» The exercise
Extract every line of the rows below that contains the string "fingernail", and copy each such line in full. Treat the match as case-sensitive.

» Record extracts
——

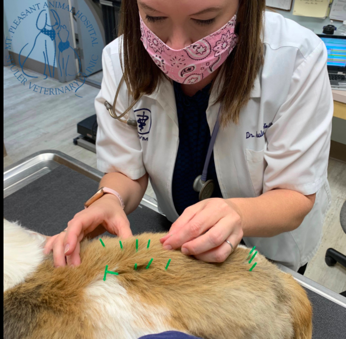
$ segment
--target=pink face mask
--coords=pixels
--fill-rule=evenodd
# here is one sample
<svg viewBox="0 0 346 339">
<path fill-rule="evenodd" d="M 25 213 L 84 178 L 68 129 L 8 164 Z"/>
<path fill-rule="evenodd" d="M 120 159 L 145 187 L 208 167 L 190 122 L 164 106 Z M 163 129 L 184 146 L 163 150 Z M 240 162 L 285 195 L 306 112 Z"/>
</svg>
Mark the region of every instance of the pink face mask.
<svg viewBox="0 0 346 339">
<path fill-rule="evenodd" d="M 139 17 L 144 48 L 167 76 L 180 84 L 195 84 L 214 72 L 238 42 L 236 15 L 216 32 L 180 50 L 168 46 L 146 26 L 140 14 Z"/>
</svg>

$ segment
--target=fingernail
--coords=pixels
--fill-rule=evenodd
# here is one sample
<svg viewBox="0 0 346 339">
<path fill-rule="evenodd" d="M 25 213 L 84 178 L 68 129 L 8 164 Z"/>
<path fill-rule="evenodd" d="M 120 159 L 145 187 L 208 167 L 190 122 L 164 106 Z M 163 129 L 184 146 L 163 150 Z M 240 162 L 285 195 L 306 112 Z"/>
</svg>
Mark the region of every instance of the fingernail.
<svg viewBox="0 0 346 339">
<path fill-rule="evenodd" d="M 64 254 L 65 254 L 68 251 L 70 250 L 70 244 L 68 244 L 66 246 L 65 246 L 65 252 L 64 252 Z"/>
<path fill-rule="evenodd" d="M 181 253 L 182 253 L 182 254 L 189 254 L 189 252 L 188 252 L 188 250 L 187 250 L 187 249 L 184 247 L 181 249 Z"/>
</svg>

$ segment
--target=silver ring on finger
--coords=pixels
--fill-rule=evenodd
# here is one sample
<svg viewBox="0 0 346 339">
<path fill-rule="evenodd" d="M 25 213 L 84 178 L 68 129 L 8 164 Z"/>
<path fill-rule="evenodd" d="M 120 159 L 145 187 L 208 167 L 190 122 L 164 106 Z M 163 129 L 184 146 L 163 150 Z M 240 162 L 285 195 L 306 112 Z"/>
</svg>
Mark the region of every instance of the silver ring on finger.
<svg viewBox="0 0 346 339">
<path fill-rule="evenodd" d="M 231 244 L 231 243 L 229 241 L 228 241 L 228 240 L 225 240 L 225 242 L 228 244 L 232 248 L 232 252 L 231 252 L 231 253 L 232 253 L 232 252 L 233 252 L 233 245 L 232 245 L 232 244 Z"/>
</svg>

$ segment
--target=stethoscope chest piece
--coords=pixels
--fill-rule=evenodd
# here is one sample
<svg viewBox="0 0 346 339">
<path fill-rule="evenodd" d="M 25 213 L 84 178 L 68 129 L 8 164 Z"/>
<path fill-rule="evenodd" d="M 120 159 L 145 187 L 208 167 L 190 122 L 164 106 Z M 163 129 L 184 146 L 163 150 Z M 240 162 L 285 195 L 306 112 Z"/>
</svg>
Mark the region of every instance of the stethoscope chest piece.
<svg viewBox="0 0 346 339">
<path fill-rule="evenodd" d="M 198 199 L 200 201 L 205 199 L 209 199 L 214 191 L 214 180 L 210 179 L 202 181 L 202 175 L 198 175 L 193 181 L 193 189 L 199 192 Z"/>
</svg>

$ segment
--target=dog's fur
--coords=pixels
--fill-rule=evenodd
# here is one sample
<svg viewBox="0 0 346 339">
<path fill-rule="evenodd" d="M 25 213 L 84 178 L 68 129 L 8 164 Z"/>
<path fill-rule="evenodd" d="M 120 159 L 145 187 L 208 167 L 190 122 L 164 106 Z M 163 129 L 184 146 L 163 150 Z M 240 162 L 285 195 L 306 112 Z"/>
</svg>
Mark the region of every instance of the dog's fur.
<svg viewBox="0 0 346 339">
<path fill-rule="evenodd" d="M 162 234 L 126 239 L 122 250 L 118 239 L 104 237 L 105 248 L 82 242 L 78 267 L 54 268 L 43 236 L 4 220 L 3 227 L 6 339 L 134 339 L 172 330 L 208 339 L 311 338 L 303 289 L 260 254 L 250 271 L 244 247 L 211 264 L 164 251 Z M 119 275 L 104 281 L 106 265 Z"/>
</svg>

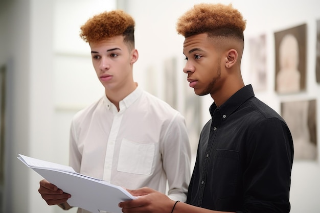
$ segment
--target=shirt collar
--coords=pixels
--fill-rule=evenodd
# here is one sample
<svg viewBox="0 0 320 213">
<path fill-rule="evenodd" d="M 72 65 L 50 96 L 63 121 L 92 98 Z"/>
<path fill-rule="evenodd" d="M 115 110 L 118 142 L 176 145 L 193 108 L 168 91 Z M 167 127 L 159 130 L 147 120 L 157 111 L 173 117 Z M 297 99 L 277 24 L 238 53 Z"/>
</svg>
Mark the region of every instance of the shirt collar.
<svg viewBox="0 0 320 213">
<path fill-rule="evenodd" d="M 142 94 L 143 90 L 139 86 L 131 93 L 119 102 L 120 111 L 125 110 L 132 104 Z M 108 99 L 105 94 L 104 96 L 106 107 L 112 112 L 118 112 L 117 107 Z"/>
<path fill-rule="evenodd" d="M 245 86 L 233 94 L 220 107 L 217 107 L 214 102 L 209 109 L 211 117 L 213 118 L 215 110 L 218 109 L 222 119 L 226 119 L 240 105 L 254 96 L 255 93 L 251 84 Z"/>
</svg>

——

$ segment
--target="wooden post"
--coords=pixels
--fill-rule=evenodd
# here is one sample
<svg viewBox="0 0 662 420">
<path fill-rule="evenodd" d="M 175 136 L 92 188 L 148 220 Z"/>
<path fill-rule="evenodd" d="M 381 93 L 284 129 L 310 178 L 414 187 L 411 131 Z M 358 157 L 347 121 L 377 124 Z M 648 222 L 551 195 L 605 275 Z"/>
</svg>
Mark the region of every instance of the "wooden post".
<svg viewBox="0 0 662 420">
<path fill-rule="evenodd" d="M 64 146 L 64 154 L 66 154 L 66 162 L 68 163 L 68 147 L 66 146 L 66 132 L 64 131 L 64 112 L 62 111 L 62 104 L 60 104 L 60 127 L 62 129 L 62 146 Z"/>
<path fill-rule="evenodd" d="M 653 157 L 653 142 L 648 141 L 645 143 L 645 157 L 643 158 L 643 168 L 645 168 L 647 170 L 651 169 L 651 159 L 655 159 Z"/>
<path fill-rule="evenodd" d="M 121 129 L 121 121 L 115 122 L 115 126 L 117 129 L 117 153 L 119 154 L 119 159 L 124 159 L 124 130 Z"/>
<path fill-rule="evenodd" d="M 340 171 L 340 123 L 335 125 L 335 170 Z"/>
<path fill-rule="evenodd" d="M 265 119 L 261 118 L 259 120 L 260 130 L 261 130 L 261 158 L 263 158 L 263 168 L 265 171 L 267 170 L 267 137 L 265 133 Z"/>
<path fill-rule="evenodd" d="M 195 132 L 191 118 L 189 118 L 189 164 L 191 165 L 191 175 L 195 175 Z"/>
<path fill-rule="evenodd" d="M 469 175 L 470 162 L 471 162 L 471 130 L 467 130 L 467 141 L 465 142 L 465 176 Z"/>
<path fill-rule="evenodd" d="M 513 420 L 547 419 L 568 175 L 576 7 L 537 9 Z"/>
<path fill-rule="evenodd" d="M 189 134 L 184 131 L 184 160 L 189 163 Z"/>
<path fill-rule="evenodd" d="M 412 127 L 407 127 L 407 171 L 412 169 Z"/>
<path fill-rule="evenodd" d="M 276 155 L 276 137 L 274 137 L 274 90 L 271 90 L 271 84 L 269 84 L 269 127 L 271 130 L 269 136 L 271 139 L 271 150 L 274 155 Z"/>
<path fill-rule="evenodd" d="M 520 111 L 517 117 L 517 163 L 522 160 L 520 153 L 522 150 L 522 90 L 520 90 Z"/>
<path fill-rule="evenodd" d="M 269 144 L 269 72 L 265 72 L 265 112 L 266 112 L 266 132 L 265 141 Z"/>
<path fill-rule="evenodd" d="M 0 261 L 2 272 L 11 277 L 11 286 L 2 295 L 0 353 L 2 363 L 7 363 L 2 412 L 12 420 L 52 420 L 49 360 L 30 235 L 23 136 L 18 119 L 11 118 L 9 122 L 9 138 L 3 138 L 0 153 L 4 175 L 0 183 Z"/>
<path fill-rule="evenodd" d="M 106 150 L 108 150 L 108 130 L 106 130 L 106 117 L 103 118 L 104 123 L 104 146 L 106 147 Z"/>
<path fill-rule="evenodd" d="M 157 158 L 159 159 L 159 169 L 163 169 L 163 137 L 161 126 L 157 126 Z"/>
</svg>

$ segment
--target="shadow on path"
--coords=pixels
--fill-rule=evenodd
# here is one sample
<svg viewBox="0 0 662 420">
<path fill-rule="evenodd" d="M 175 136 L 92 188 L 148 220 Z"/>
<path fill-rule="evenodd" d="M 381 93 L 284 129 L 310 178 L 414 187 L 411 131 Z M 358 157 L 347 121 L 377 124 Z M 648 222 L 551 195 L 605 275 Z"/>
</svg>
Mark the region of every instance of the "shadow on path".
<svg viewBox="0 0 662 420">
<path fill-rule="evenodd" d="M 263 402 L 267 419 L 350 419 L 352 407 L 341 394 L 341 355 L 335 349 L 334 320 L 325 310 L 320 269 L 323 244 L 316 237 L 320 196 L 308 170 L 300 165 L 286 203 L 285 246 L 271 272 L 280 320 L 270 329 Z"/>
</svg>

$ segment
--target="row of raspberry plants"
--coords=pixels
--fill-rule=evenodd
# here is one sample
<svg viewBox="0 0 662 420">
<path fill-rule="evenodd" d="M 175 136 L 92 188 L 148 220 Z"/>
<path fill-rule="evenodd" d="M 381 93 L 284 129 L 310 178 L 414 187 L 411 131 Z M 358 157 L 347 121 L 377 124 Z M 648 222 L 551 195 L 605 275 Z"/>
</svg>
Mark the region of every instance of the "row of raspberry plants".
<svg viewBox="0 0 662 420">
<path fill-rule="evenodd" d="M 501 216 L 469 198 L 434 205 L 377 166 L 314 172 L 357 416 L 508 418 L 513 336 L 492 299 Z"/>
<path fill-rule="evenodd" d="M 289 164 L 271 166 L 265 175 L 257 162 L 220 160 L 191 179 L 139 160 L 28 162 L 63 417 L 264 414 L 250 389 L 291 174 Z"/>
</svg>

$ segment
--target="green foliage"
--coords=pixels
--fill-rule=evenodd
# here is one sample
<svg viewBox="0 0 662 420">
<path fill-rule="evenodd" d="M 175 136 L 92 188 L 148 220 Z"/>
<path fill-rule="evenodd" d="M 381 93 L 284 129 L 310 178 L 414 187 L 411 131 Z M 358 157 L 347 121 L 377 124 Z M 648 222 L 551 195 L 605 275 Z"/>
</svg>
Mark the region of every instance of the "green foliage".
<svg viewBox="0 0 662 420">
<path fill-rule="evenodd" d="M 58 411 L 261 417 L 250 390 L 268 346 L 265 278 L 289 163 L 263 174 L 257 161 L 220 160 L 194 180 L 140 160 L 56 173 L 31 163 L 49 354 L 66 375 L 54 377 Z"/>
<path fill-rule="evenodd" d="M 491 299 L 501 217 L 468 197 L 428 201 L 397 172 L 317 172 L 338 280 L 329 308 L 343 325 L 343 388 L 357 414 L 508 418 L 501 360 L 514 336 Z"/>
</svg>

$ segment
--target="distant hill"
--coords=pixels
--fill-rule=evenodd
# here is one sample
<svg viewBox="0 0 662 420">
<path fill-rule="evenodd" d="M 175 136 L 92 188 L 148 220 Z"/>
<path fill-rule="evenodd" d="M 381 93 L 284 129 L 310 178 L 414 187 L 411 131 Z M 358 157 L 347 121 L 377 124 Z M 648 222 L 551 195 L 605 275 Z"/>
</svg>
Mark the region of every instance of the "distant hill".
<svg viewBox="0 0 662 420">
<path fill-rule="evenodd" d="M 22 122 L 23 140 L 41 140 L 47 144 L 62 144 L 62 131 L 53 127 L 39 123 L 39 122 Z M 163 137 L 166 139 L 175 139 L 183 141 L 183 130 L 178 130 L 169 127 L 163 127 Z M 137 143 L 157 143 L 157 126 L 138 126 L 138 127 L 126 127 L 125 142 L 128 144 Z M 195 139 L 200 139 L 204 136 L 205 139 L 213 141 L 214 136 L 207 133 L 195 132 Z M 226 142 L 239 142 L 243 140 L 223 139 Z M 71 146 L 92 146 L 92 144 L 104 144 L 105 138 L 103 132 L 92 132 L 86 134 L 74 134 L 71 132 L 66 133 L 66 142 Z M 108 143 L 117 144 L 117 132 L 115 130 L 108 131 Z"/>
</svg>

——

» Response to the exercise
--target=fingernail
Mark the region of every instance of the fingernail.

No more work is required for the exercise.